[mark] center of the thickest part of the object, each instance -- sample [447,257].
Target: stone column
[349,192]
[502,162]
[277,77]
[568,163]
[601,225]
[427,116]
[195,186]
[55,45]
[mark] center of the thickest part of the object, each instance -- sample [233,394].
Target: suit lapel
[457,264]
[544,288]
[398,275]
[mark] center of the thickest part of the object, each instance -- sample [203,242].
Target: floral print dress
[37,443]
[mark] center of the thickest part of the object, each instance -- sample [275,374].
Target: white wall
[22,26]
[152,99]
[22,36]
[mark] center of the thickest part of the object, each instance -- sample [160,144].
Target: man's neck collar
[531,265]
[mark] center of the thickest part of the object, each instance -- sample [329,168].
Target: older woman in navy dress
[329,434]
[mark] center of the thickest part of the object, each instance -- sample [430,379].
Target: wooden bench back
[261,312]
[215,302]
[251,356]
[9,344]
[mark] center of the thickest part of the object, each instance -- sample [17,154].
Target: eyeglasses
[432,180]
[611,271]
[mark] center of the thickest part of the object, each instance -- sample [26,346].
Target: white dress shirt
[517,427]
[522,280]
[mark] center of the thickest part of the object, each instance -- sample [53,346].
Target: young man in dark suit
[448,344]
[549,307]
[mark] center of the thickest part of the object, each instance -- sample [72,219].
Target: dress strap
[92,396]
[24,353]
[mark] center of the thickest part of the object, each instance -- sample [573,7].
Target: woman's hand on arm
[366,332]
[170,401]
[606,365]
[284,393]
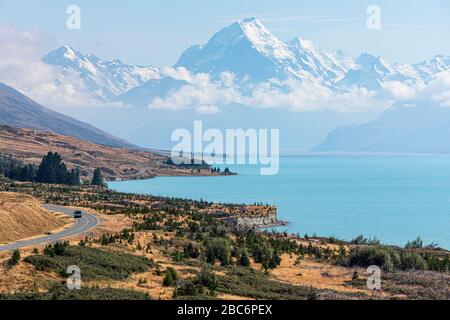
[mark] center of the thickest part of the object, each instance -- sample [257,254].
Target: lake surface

Goal of the exercise:
Could you update the data starting at the line containing "-- sample [72,219]." and ending at the end of the data, replacing "lake" with "pond" and keeping everything else the same, but leaving the pictures out?

Finished answer:
[mark] center of the thickest part of the object, each instance -- sample [72,219].
Target: dress strap
[92,396]
[24,353]
[mark] center of the thickest part of the object, each instance -- sample [573,7].
Target: woman's hand on arm
[366,332]
[170,401]
[606,365]
[284,393]
[mark] center of the thickest part of the object, each instance -- sample [257,254].
Target: pond surface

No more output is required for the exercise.